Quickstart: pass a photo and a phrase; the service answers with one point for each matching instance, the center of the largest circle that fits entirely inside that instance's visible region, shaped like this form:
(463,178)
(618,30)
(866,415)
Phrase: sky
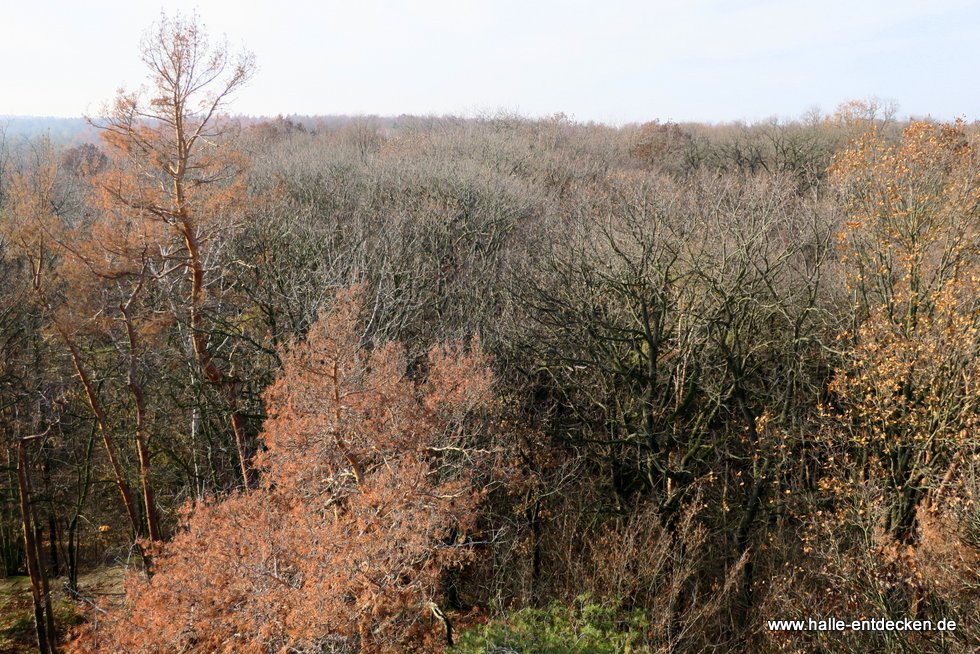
(608,61)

• _EXERCISE DIRECTIONS_
Keep the pictures out and write out the records exactly.

• _EXERCISE RESPONSE_
Quickstart: pass a photo and a phrase; the service answers with one point for each matching instance, the center of the largest circle that fits entirely inside that instance's visible region, shaped like this form:
(463,178)
(618,30)
(866,415)
Phrase: sky
(608,61)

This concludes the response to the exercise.